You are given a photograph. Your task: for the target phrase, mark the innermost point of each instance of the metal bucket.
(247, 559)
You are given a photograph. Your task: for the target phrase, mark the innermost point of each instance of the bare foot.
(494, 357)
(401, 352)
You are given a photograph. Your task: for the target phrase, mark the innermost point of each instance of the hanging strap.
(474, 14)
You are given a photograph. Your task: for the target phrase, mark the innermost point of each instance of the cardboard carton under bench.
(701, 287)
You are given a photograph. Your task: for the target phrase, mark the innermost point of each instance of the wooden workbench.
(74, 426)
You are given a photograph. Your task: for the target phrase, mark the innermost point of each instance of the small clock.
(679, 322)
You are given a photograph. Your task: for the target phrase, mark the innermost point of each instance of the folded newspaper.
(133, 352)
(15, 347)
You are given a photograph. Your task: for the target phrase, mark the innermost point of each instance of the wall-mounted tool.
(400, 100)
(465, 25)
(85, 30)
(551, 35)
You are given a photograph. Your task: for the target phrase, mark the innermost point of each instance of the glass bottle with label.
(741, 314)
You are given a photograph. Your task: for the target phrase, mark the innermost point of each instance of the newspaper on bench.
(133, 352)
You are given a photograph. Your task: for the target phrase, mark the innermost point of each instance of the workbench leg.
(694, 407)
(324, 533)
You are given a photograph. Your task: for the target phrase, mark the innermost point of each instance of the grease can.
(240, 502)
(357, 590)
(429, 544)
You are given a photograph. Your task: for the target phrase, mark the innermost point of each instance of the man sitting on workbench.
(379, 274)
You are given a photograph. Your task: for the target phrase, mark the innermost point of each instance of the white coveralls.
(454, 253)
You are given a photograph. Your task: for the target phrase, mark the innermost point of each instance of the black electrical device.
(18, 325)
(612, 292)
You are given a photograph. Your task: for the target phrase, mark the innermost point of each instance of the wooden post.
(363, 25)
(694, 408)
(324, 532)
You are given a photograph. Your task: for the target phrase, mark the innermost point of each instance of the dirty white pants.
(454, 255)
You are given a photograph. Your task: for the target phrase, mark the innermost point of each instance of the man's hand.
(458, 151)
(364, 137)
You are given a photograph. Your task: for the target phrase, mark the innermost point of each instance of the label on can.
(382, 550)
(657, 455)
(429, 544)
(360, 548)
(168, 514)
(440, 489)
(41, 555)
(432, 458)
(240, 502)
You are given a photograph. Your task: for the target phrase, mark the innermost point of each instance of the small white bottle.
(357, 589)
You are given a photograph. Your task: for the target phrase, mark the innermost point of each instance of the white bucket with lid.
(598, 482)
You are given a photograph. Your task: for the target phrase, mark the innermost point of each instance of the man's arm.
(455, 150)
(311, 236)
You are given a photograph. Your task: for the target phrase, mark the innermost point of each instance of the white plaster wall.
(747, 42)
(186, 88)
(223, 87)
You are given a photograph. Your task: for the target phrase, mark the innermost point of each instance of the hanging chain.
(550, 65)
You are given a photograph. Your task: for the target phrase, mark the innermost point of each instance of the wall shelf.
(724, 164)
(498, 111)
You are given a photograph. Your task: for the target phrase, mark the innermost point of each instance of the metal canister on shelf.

________________________________________

TASK TO CARRY OUT —
The lines to reproduce run from the one that contains "small white bottle." through the last line above; copy them exactly.

ANSWER TO THIS EXERCISE —
You are given a photograph. Your task: for the target phrase, mark the innermost point of each instance of the small white bottle.
(357, 589)
You are given a photograph. Your task: for the target phrase, mark the innermost point of each instance of the white bucket with lid.
(598, 482)
You are given a photograph. Your task: for the target phrase, mark the innermost point of each instance of the man's arm.
(455, 150)
(311, 236)
You are given a photograph. Your task: for the target phrase, mark the innermost point of each instance of the white plaster wall.
(747, 42)
(186, 88)
(223, 87)
You are given a photograph. Your task: for the target phrase, mark the innermost point of each instance of the hanging chain.
(550, 65)
You are given a photograph. Your task: for the target phrase, mark the innermost point of each instance of the wall shelf.
(724, 164)
(498, 111)
You are given a photograph. Your task: for the target phrase, mark the innermost point of each instance of the metal canister on shelf.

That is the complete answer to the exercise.